**Assigned task 1**
In the Yukon discussion, what does the file server need to be available for?
**Assigned task 2**
Resume the Yukon discussion after its final sentence.

**Extract**
Sure, but we don’t need to restart the whole backend. We just need to instantiate a new pyuavcan.Node and destroy the old one. We may even keep the interfaces running, but I am not sure (I’m yet to get to that part).
We need the file server for firmware updates:
Which reminds me that if the server is running on a different machine, the user should be able to somehow upload the file to the server via the GUI.
The file server may be useful by itself irrespective of the firmware update feature.
Another question: Type info caching during development of new types. If someone is going to use Yukon while developing new uavcan types at the same time, caching should be done on the browser’s cache that can be easily cleaned-on-refresh (example, on chrome: ctrl+shift+r / hard reload)?

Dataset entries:

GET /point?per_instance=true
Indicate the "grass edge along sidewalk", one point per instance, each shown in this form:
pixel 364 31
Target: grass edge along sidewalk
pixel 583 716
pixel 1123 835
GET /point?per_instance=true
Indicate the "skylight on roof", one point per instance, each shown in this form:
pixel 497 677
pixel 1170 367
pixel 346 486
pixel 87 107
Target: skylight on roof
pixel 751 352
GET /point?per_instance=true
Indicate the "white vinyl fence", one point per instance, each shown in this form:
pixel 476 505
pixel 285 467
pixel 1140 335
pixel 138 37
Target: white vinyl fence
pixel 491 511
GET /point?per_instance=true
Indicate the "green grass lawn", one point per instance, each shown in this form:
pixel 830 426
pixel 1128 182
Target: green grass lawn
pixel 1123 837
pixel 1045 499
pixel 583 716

**Exercise output 1**
Firmware updates.

**Exercise output 2**
Instead, we can always schedule type updates in the background, using types that exist in the cache and re-pulling everything from the server. That sounds like a bad idea and does not add much to the UX. Perhaps we can add some Cache-Control headers on the server-side with a variable ttl for each type: Practically infinite for UAVCAN public regulated ones, no caching for ones that are under some special dev folder (or if the folder contains a .nocache file?), a month or a day for other private unregulated ones.
Both parts of Yukon are probably going to run in the same machine while doing development, it should be pretty easy to just directory junction the paths that the backend is going to look at for the type info.
I don’t know what would be the best strategy. I think we can safely rely on the browser’s cache as you described in the beginning of your post, it seems sensible.
I don’t think it’s a sensible idea to require specific directory names or files, because due to the nature of DSDL it is expected that stable types will be sharing directories with unstable ones. You can always determine whether a data type is stable (i.e., safe to cache) by looking at its major version number: zero means unstable (don’t cache or use a low expiration timeout), anything >0 means stable (safe to cache forever or (better) until restart).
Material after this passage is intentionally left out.